-- Begin RECORDS FOR THIS EXERCISE --
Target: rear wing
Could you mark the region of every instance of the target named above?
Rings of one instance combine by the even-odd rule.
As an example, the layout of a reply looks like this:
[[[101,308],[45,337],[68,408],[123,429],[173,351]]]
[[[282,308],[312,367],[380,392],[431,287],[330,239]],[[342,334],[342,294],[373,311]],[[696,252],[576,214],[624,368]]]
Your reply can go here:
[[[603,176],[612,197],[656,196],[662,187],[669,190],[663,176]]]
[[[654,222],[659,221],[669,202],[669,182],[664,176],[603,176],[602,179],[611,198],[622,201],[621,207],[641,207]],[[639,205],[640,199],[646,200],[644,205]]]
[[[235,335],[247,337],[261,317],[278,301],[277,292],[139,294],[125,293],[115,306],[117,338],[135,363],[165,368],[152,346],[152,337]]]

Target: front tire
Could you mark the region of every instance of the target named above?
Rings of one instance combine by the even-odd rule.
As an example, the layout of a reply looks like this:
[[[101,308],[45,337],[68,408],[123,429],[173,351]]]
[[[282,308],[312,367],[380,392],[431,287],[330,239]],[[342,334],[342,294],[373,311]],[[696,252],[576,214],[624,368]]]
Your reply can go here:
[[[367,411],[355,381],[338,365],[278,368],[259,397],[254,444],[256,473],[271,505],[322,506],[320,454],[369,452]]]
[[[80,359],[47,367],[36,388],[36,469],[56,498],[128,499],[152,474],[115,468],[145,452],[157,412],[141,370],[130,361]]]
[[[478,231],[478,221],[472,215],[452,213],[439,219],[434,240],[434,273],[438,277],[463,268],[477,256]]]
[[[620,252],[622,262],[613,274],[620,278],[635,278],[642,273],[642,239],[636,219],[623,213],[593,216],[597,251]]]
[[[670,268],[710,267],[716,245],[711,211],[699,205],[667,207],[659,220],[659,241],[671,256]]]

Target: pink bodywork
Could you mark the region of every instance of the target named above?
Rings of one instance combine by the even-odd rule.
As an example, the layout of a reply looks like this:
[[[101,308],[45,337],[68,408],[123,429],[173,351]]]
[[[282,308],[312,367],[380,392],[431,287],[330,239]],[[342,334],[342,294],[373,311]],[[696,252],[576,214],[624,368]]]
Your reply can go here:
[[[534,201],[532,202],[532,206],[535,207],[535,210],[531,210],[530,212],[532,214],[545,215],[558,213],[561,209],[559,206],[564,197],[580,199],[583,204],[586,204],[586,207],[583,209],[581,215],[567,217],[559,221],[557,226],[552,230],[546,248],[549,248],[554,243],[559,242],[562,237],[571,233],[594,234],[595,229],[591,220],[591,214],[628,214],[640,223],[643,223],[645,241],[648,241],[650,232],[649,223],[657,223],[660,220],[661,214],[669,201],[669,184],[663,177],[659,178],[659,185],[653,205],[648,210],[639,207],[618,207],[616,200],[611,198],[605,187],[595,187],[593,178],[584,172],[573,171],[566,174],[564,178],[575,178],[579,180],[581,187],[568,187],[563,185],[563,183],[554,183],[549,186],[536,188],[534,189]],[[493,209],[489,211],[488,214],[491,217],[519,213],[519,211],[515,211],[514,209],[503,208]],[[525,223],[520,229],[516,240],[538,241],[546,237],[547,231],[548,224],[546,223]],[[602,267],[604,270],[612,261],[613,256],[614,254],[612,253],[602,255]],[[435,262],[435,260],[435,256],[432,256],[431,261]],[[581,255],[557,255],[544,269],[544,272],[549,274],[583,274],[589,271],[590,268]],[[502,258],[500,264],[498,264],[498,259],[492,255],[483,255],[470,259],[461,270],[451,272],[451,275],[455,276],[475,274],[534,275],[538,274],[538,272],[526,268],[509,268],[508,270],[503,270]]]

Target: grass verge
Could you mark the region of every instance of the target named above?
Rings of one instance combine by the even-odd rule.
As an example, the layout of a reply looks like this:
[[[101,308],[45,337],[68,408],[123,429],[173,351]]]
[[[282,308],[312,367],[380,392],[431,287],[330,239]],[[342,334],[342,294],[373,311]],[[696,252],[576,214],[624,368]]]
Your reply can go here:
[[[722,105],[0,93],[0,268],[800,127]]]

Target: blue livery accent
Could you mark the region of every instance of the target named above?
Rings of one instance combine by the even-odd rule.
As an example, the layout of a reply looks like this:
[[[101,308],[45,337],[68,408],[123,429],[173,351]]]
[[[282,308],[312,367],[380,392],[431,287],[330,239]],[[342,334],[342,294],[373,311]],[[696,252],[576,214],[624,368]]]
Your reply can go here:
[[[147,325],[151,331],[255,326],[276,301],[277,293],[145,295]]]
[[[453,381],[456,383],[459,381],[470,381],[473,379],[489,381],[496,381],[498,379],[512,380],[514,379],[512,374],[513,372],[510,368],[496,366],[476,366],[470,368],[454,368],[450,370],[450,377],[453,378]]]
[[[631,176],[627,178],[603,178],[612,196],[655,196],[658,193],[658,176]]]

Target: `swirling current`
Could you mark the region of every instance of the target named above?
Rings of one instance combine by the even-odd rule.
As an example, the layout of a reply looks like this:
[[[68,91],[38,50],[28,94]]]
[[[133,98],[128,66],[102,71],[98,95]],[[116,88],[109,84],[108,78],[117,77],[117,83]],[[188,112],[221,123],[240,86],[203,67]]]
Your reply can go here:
-- End RECORDS FOR THIS EXERCISE --
Rewrite all the records above, changing every "region" to "area" and leaving everything else as it is.

Target: rear wing
Could you mark the area of every instance of the target named above?
Rings of one instance combine by the even-odd rule.
As an example, the layout of a reply looks like this:
[[[101,308],[45,337],[68,408],[123,429],[173,351]]]
[[[282,308],[312,367],[380,392],[431,287],[330,239]],[[342,334],[342,294],[373,311]],[[696,252],[576,214],[624,368]]]
Your reply can go here:
[[[603,176],[612,197],[656,196],[662,187],[669,190],[663,176]]]
[[[654,222],[659,221],[669,202],[669,182],[664,176],[603,176],[602,179],[611,198],[622,201],[621,207],[641,207]],[[639,205],[640,199],[646,200],[644,205]]]
[[[235,335],[247,337],[261,317],[278,301],[277,292],[139,294],[125,293],[115,306],[117,338],[135,363],[165,368],[152,346],[152,337]]]

Target: front tire
Could you mark the area of every instance of the target named above?
Rings of one instance combine by the even-odd rule.
As an example, the layout of a reply looks like this:
[[[101,308],[45,337],[68,408],[123,429],[173,351]]]
[[[282,308],[312,367],[380,392],[431,287],[330,239]],[[342,334],[342,294],[373,311]],[[696,252],[576,214],[624,368]]]
Your reply can go here:
[[[367,411],[355,381],[338,365],[278,368],[259,397],[254,444],[256,473],[271,505],[322,506],[320,454],[369,452]]]
[[[80,359],[47,367],[36,388],[36,469],[56,498],[128,499],[152,474],[115,468],[145,452],[157,412],[141,370],[130,361]]]
[[[478,231],[478,221],[472,215],[452,213],[439,219],[434,240],[434,273],[438,277],[463,268],[477,256]]]
[[[620,252],[622,262],[613,274],[620,278],[635,278],[642,273],[642,239],[636,219],[623,213],[593,216],[597,251]]]
[[[670,268],[710,267],[716,245],[711,211],[699,205],[667,207],[659,220],[659,241],[671,256]]]

Target: pink bodywork
Could you mark the area of every instance of the target named above?
Rings of one instance combine by the even-odd rule.
As an example, the layout of a reply looks like this:
[[[101,308],[45,337],[68,408],[123,429],[173,351]]]
[[[282,308],[312,367],[380,392],[431,287],[330,239]],[[342,334],[342,294],[373,311]],[[696,252],[576,214],[624,368]]]
Your reply can go here:
[[[534,201],[532,202],[532,206],[535,207],[535,210],[531,210],[530,212],[532,214],[545,215],[558,213],[561,209],[559,206],[564,197],[580,199],[583,204],[586,204],[586,207],[583,209],[581,215],[567,217],[559,221],[557,226],[552,230],[546,248],[549,248],[554,243],[559,242],[562,237],[571,233],[594,234],[595,229],[591,220],[591,214],[628,214],[640,223],[643,223],[645,241],[648,241],[650,232],[649,223],[657,223],[660,220],[661,214],[669,201],[669,184],[663,177],[659,178],[659,185],[653,205],[648,210],[639,207],[618,207],[616,200],[611,198],[605,187],[595,187],[593,178],[584,172],[573,171],[566,174],[564,178],[575,178],[579,180],[581,187],[568,187],[563,185],[563,183],[554,183],[549,186],[536,188],[534,189]],[[493,209],[489,211],[488,214],[491,217],[519,213],[519,211],[515,211],[514,209],[503,208]],[[525,223],[520,229],[516,240],[538,241],[546,237],[547,231],[548,224],[546,223]],[[602,267],[604,270],[612,261],[613,256],[614,254],[612,253],[602,255]],[[435,262],[435,260],[435,256],[432,256],[431,261]],[[581,255],[557,255],[544,269],[544,272],[549,274],[583,274],[589,271],[590,268]],[[502,258],[500,264],[498,264],[498,259],[492,255],[483,255],[470,259],[461,270],[451,272],[451,275],[455,276],[475,274],[534,275],[538,274],[538,272],[526,268],[509,268],[508,270],[503,270]]]

Target: grass verge
Could you mark the area of every instance of the target named above?
Rings of one instance combine by the even-odd rule.
As an example, the layout of a reply looks like this:
[[[101,308],[45,337],[68,408],[123,429],[173,351]]]
[[[282,308],[312,367],[380,392],[431,287],[330,239]],[[342,334],[342,294],[373,311]],[[696,252],[576,214],[624,368]]]
Your reply can go here:
[[[722,105],[0,93],[0,268],[800,127]]]

Target: blue livery accent
Could you mark the area of every instance of the target named above?
Rings of one instance combine by the even-odd rule.
As an example, the layout of a reply looks like this:
[[[101,308],[45,337],[68,408],[123,429],[173,351]]]
[[[282,308],[312,367],[380,392],[431,287],[330,239]],[[342,334],[342,294],[373,311]],[[696,252],[576,214],[624,368]]]
Your reply can go here:
[[[147,325],[151,331],[255,326],[276,301],[277,293],[145,295]]]
[[[453,381],[456,383],[459,381],[470,381],[473,379],[489,381],[496,381],[498,379],[512,380],[514,379],[512,374],[513,372],[510,368],[496,366],[476,366],[470,368],[454,368],[450,370],[450,377],[453,378]]]
[[[631,176],[627,178],[603,178],[612,196],[655,196],[658,193],[658,176]]]

Target: `swirling current`
Could you mark the area of every instance of the target named above?
Rings of one instance combine by the even-odd rule.
As an example, the layout of a reply looks like this:
[[[68,91],[38,50],[28,94]]]
[[[133,98],[128,66],[102,71],[98,95]],[[116,88],[109,84],[108,78],[117,77],[117,83]],[[188,112],[221,123],[240,86],[203,67]]]
Your reply can go here:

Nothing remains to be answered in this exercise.